■ What to produce: Retype, word for word, every line of the records below starting at the one that contains "point | one marker per instance of the light" and ending at the one that contains "point | one marker per instance of the sink"; include both of those lines and nothing more.

### Record excerpts ###

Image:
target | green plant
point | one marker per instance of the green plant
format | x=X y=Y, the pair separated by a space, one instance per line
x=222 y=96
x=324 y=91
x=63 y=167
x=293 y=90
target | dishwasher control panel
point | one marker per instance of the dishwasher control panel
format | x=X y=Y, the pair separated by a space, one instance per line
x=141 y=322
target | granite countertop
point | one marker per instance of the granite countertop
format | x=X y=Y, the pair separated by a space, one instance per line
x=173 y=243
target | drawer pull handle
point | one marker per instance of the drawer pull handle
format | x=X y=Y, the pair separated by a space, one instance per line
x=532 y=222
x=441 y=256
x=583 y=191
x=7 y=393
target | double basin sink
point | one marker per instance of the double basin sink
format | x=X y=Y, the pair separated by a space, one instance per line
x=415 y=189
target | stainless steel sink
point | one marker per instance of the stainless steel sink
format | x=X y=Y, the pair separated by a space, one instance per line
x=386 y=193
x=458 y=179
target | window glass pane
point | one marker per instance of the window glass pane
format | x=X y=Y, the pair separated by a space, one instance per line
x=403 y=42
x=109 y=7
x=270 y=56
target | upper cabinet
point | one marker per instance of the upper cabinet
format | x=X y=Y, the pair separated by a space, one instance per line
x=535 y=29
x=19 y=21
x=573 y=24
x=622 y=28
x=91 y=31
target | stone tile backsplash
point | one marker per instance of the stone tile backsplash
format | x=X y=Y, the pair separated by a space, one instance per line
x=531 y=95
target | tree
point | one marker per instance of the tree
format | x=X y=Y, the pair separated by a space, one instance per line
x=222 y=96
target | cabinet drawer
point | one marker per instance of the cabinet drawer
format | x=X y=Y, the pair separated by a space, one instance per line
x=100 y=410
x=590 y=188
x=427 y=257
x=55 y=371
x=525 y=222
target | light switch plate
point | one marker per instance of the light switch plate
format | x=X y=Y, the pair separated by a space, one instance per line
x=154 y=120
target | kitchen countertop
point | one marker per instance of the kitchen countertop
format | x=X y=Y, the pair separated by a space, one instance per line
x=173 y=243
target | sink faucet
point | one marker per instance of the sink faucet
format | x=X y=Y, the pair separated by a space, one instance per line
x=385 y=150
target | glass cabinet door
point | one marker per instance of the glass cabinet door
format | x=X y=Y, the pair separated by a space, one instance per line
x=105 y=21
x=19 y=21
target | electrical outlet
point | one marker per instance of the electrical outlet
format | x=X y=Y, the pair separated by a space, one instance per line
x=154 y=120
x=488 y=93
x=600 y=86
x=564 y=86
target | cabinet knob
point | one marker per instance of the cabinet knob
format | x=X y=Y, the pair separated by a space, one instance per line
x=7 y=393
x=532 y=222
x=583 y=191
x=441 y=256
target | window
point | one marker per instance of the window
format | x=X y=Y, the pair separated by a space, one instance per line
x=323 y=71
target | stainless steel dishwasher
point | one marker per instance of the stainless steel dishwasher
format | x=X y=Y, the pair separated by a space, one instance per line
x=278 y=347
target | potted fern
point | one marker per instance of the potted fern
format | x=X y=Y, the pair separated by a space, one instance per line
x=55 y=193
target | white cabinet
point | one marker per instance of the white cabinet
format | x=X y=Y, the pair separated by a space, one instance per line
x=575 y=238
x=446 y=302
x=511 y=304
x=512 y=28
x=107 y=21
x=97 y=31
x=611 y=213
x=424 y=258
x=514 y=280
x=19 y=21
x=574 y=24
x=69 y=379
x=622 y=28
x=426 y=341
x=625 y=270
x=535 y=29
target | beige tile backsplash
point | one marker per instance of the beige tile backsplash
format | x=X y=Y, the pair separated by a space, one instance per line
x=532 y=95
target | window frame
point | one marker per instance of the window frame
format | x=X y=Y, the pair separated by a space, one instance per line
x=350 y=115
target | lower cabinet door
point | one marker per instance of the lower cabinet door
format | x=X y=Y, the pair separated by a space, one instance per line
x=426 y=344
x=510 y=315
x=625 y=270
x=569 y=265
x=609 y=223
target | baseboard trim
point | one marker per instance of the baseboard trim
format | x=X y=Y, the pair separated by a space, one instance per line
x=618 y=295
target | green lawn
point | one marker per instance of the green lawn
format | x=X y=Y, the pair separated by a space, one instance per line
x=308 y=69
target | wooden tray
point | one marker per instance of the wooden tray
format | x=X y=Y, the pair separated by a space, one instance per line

###

■ Result below:
point | one marker per instance of the light switch plate
format | x=X y=Y, the pair separated by a space, one instance per line
x=154 y=120
target | kitchen countertop
point | one marker per instance of the kitchen countertop
format | x=X y=Y, the pair separated by a space, one instance per line
x=173 y=243
target | sink faucet
point | one marker per instance of the sink faucet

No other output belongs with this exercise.